> [WHAT NEEDS TO BE DONE] Can you write out the whole listing again, requests included, with every bounding-box coordinate shifted up by 63? Leave the pictures out of your answer.

> [DATASET]

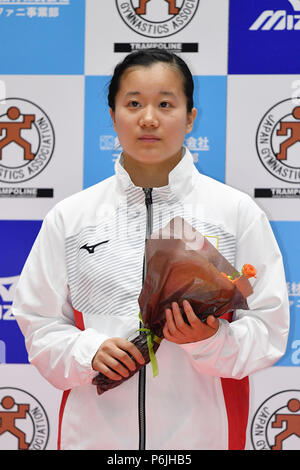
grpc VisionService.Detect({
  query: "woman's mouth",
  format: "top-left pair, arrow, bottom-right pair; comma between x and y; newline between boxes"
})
138,134 -> 161,143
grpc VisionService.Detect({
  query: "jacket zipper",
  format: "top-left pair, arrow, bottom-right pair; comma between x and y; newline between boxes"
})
138,188 -> 153,450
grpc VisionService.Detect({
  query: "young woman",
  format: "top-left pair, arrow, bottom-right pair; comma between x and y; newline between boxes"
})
14,50 -> 289,449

> [RESPONSE TO THIS EXERCISE]
grpc VisionService.Detect({
  query: "woman's mouth",
  format: "top-left pair, arrow, bottom-right pair; comma between x and y; newline between boxes"
})
201,197 -> 224,206
grpc VisionService.Detect({
  query: "jacket zipper",
  format: "top-left pair, arrow, bottom-right pair; comma between x and y; newline between boxes"
})
201,251 -> 216,513
grpc VisionService.Detect({
  query: "young woman",
  format: "top-left pair, arrow, bottom-right pair; comma between x and y; newline between boxes"
})
77,113 -> 352,512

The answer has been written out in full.